[Saved entries]
+ + + +
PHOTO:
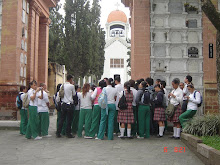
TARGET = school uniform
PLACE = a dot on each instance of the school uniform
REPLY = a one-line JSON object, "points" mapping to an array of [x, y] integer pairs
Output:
{"points": [[43, 112], [33, 121], [144, 112], [192, 107], [109, 115], [96, 113], [75, 122], [85, 115], [24, 116], [119, 88]]}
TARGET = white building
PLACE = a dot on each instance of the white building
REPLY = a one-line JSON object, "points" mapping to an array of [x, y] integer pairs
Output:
{"points": [[117, 46]]}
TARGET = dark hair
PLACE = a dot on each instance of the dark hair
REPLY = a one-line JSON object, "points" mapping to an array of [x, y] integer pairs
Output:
{"points": [[176, 81], [132, 83], [102, 84], [117, 78], [22, 88], [150, 81], [127, 86], [189, 78], [69, 77], [144, 84], [163, 83], [58, 87]]}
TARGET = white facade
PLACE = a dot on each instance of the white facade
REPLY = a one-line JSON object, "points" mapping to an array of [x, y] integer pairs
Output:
{"points": [[176, 41], [116, 50]]}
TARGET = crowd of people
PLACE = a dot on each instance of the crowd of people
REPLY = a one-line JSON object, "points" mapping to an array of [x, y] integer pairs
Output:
{"points": [[135, 109]]}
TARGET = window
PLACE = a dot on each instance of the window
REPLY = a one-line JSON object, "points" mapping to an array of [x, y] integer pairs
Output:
{"points": [[117, 63]]}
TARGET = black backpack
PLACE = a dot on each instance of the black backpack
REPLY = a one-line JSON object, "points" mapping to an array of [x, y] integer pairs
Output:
{"points": [[122, 104], [146, 97]]}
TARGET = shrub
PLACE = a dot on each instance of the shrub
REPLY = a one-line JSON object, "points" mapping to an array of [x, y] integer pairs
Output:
{"points": [[207, 125]]}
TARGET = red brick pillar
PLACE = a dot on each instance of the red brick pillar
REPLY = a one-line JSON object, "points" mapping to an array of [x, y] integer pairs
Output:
{"points": [[43, 50], [140, 39]]}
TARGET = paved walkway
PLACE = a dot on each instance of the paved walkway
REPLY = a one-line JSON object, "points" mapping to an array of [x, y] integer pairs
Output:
{"points": [[15, 149]]}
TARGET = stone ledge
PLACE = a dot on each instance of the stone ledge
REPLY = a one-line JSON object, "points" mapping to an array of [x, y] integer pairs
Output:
{"points": [[206, 154]]}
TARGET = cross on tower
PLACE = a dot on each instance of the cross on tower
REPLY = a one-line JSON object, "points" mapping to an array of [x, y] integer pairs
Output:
{"points": [[117, 5]]}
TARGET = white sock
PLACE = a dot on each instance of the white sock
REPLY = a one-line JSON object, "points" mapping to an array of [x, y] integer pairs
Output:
{"points": [[161, 129], [128, 132], [178, 132], [174, 131], [122, 130]]}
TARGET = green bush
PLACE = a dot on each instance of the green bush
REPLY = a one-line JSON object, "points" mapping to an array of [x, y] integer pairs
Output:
{"points": [[207, 125]]}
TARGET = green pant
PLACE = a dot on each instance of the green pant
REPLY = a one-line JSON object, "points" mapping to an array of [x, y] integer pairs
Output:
{"points": [[134, 125], [116, 125], [85, 117], [144, 120], [63, 132], [44, 123], [96, 116], [24, 121], [104, 117], [188, 114], [33, 123], [75, 122]]}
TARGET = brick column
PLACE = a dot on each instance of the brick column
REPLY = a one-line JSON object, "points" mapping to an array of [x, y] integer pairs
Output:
{"points": [[43, 50], [140, 39]]}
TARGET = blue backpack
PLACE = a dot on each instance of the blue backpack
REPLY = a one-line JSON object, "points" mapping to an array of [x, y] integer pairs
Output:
{"points": [[200, 104], [19, 101]]}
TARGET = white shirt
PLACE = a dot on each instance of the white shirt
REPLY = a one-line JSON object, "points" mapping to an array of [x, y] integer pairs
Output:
{"points": [[179, 97], [30, 94], [69, 92], [86, 101], [118, 88], [134, 96], [194, 101], [111, 93], [42, 103]]}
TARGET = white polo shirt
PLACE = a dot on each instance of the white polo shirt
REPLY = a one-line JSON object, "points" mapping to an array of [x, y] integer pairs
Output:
{"points": [[42, 103], [30, 94], [69, 92]]}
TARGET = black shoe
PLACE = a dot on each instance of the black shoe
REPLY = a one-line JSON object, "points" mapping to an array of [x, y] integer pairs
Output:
{"points": [[58, 136], [70, 136]]}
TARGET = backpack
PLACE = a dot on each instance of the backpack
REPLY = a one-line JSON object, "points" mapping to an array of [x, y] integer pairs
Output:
{"points": [[122, 104], [19, 101], [61, 92], [146, 97], [102, 100], [75, 100], [26, 101], [200, 104]]}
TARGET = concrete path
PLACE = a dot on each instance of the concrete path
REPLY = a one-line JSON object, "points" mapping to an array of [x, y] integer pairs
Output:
{"points": [[16, 150]]}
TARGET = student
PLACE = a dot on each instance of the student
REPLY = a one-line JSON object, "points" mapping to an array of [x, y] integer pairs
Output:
{"points": [[43, 111], [134, 126], [109, 113], [23, 112], [33, 121], [96, 113], [67, 107], [188, 80], [119, 87], [193, 100], [126, 116], [143, 113], [85, 116], [75, 123], [159, 111], [176, 97]]}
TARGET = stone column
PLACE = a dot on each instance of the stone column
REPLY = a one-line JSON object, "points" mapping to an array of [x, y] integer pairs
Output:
{"points": [[43, 50]]}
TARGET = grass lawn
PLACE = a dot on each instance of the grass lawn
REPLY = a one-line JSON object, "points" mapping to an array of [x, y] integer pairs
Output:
{"points": [[212, 141]]}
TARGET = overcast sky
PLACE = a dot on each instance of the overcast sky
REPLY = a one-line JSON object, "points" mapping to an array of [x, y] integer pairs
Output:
{"points": [[106, 7]]}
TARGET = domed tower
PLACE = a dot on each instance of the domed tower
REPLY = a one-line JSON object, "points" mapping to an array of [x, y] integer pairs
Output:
{"points": [[117, 25]]}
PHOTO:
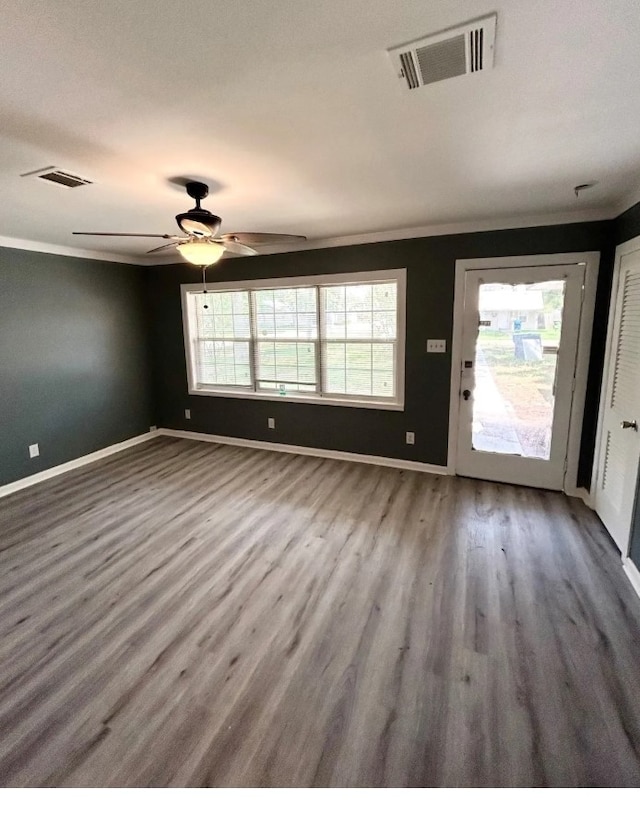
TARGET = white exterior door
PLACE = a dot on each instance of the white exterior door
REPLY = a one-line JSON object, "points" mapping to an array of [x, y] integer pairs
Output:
{"points": [[517, 376], [619, 439]]}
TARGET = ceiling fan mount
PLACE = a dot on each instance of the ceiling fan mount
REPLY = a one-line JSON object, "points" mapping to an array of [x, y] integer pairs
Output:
{"points": [[200, 243], [197, 190], [198, 222]]}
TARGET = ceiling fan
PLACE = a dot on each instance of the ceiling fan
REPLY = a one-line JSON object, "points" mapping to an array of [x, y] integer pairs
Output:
{"points": [[200, 244]]}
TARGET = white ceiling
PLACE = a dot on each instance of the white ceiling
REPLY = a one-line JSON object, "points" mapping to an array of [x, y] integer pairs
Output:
{"points": [[292, 110]]}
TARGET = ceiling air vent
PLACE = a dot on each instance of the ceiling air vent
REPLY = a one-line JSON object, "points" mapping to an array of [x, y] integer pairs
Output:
{"points": [[465, 49], [57, 176]]}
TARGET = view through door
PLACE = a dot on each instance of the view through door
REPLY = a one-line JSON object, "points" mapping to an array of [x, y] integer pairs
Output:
{"points": [[518, 365]]}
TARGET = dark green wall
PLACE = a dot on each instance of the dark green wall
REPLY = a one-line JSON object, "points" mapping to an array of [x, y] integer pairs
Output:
{"points": [[430, 264], [74, 358], [626, 227]]}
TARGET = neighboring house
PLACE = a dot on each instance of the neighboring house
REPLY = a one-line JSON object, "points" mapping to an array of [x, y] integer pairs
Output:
{"points": [[506, 308]]}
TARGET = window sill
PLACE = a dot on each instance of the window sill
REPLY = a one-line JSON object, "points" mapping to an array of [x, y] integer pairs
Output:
{"points": [[302, 399]]}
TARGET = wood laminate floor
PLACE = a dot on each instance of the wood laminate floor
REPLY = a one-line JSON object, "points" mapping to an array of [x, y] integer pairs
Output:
{"points": [[185, 613]]}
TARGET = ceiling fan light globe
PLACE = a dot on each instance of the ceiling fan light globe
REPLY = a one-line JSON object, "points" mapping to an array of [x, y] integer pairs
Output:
{"points": [[201, 252]]}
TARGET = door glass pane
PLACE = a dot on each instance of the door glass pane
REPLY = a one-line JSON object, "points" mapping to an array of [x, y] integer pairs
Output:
{"points": [[515, 367]]}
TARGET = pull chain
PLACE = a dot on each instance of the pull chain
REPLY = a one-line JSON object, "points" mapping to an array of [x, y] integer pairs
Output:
{"points": [[204, 283]]}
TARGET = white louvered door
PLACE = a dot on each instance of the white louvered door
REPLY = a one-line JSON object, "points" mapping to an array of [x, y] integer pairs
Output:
{"points": [[619, 452]]}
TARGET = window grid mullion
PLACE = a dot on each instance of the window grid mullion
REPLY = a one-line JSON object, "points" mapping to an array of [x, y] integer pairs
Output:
{"points": [[253, 342], [321, 344], [319, 340]]}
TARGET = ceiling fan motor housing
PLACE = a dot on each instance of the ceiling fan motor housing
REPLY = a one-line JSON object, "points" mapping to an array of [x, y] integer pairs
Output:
{"points": [[199, 223]]}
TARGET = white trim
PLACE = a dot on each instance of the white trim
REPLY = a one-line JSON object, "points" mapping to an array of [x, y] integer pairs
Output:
{"points": [[47, 474], [309, 281], [591, 260], [301, 398], [582, 494], [622, 249], [433, 230], [633, 574], [397, 275], [331, 454]]}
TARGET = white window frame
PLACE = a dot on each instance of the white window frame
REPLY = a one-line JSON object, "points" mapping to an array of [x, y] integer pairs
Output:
{"points": [[398, 275]]}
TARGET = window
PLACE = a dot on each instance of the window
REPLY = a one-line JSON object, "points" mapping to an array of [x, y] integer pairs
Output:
{"points": [[336, 339]]}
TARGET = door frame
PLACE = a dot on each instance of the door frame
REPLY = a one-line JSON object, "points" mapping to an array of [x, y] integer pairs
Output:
{"points": [[591, 262], [628, 247]]}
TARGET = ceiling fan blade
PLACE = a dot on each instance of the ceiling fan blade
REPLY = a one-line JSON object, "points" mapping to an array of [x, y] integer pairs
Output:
{"points": [[258, 238], [166, 246], [127, 234], [235, 247]]}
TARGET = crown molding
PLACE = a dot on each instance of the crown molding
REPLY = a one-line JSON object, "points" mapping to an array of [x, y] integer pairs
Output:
{"points": [[442, 230], [436, 230], [627, 201]]}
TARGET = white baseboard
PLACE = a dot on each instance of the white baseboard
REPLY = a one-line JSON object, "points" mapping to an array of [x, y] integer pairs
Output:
{"points": [[353, 457], [25, 482], [581, 494], [633, 574]]}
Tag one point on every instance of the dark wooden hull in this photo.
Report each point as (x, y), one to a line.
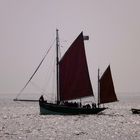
(55, 109)
(135, 111)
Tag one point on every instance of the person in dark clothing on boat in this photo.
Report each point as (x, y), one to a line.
(41, 99)
(93, 105)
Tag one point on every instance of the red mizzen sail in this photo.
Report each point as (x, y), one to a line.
(73, 72)
(107, 91)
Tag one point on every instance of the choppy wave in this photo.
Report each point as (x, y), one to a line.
(21, 120)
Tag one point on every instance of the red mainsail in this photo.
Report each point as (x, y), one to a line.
(73, 72)
(107, 91)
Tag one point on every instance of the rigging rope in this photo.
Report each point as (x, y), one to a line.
(35, 70)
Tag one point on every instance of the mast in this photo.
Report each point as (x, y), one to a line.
(57, 66)
(98, 87)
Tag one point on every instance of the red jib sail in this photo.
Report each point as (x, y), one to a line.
(73, 72)
(107, 91)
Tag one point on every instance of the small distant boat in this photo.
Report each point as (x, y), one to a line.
(135, 111)
(73, 82)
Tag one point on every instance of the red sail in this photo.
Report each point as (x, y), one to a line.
(74, 76)
(107, 91)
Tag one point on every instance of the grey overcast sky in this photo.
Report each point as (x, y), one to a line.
(27, 29)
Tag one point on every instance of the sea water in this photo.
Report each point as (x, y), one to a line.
(21, 120)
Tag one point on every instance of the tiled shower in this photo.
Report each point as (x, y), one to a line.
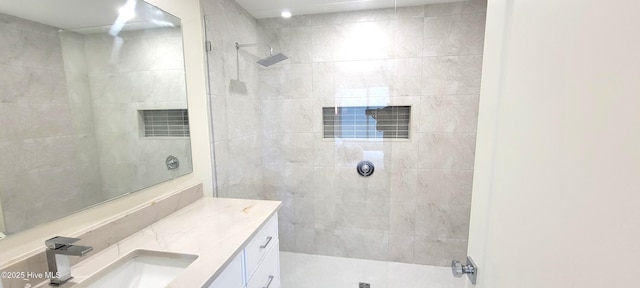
(268, 130)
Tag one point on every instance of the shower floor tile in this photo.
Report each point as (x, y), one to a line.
(314, 271)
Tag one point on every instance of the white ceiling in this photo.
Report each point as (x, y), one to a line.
(72, 14)
(273, 8)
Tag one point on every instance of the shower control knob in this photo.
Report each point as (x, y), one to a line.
(365, 168)
(456, 268)
(471, 269)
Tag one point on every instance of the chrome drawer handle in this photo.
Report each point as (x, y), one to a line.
(269, 283)
(266, 243)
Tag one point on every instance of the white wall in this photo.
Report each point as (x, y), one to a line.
(555, 192)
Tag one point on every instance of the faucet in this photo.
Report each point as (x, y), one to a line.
(58, 251)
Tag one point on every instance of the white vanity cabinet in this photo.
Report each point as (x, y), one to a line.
(257, 265)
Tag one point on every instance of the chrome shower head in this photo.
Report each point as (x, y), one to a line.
(265, 62)
(273, 59)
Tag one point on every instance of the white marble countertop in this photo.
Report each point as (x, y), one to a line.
(215, 229)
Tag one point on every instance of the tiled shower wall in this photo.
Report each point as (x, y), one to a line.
(415, 207)
(43, 147)
(235, 104)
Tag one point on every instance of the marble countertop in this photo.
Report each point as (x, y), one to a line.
(215, 229)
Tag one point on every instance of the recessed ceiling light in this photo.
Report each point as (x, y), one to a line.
(286, 14)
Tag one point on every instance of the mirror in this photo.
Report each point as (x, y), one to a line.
(92, 105)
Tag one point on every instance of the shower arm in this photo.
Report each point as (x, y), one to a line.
(238, 46)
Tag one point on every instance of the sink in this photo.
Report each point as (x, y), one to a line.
(141, 268)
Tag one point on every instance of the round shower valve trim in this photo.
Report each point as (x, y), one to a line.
(365, 168)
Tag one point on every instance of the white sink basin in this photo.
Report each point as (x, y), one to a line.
(141, 268)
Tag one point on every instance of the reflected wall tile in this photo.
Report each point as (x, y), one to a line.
(219, 118)
(438, 252)
(403, 217)
(454, 35)
(442, 221)
(409, 37)
(401, 248)
(451, 75)
(448, 114)
(444, 186)
(446, 151)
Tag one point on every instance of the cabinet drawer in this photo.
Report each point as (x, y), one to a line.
(232, 276)
(268, 273)
(262, 243)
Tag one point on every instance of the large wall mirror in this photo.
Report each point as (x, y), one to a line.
(92, 105)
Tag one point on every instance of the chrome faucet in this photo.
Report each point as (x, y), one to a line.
(58, 251)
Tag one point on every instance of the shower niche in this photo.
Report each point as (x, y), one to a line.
(80, 74)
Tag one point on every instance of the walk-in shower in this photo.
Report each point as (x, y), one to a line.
(268, 61)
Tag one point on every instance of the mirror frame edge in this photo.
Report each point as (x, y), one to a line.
(29, 242)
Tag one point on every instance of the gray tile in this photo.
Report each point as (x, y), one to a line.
(442, 221)
(446, 151)
(444, 186)
(439, 252)
(451, 75)
(449, 114)
(454, 35)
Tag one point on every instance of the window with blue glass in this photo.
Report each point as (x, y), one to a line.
(367, 122)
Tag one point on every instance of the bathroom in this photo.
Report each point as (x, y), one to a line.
(416, 207)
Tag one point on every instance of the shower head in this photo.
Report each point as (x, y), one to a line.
(268, 61)
(273, 59)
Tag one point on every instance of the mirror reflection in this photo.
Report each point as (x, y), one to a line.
(92, 105)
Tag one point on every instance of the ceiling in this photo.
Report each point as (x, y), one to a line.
(273, 8)
(72, 14)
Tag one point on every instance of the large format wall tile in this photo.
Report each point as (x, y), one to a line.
(417, 201)
(454, 35)
(451, 75)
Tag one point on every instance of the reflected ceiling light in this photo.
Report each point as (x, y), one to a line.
(286, 14)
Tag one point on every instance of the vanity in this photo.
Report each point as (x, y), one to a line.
(232, 243)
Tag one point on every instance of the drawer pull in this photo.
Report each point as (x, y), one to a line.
(266, 244)
(270, 280)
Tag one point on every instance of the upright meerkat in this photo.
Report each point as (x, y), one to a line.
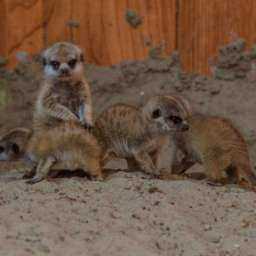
(219, 146)
(64, 94)
(140, 135)
(67, 146)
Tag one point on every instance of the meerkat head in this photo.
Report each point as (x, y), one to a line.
(9, 143)
(63, 61)
(167, 113)
(9, 150)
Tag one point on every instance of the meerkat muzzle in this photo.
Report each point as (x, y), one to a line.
(184, 126)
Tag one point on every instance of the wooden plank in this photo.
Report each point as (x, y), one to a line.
(204, 26)
(24, 27)
(107, 36)
(3, 29)
(57, 16)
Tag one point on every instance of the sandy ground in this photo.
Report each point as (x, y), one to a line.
(129, 213)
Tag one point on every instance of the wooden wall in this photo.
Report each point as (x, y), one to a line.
(197, 28)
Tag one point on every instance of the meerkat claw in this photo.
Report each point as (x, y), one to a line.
(34, 180)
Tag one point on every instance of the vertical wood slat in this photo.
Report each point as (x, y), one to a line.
(3, 29)
(201, 28)
(204, 26)
(109, 39)
(57, 14)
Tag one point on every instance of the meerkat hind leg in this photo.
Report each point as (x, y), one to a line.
(216, 175)
(42, 169)
(145, 162)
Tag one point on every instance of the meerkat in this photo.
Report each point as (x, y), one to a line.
(219, 146)
(64, 94)
(140, 135)
(10, 150)
(67, 146)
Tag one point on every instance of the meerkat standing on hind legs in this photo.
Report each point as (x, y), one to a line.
(64, 94)
(140, 135)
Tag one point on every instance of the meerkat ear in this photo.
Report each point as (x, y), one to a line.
(82, 57)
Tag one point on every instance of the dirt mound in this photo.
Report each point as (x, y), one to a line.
(131, 214)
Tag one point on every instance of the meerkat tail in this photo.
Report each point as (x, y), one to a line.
(16, 132)
(246, 173)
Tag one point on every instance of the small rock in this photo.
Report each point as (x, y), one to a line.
(22, 57)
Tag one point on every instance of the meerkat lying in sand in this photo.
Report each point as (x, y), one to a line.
(67, 146)
(140, 135)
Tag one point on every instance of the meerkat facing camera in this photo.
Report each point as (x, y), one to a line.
+ + + +
§ **EXERCISE DETAILS**:
In the data above, find the line containing "Tag one point on every instance of the red sail" and the line containing "Tag one point on every instance of the recessed". Copy exactly the stretch from the first through the second, both included, leaving out any picture.

§ **FINISHED EXERCISE**:
Tag one point on every instance of the red sail in this photo.
Report each point as (x, y), one to a line.
(74, 76)
(107, 91)
Tag one point on every instance of the grey overcast sky in this photo.
Report each point as (x, y), one to a line.
(27, 29)
Tag one point on every instance of the sea water in this photo.
Report each point as (x, y), one to a line.
(21, 120)
Tag one point on every instance of the tiled shower in this photo.
Report each point as (x, y), one to a line.
(268, 130)
Tag one point on every instance of the shower floor tile in this photo.
Report each point as (x, y), one to a line.
(314, 271)
Tag one point on every instance of the white ceiling in this photo.
Report each point as (x, y), one to a line.
(72, 14)
(273, 8)
Tag one point on every instance of the shower control knob in this photo.
Report each point as (x, y), one to a line.
(365, 168)
(456, 268)
(471, 269)
Tag one point on every instance of the chrome drawer handle in this photo.
Report each point as (x, y), one to a line.
(269, 283)
(266, 243)
Tag one point on every instance of the white wall in this photo.
Report each point as (x, y), one to a line.
(555, 192)
Tag one point on every instance of the faucet in this photo.
Report each point as (x, y), one to a line.
(58, 251)
Tag one point on every instance of the white vanity cabinet in this photo.
Report each point as (x, y), one to a line.
(257, 265)
Tag one point on every instance of the chrome shower head in this photo.
Report each point as (x, y), one to a line.
(265, 62)
(273, 59)
Tag one point on every instance of the white marble countertop in this photo.
Report each point as (x, y), one to a line.
(215, 229)
Tag one point on every instance of the tiled shower wall in this photo.
Report each point as (x, y), one to a line.
(415, 207)
(43, 147)
(235, 104)
Tag one point on every instance of the marble countertop in this photo.
Report each point as (x, y), one to a line.
(215, 229)
Tag one point on every instance of the recessed ceiling light in this photo.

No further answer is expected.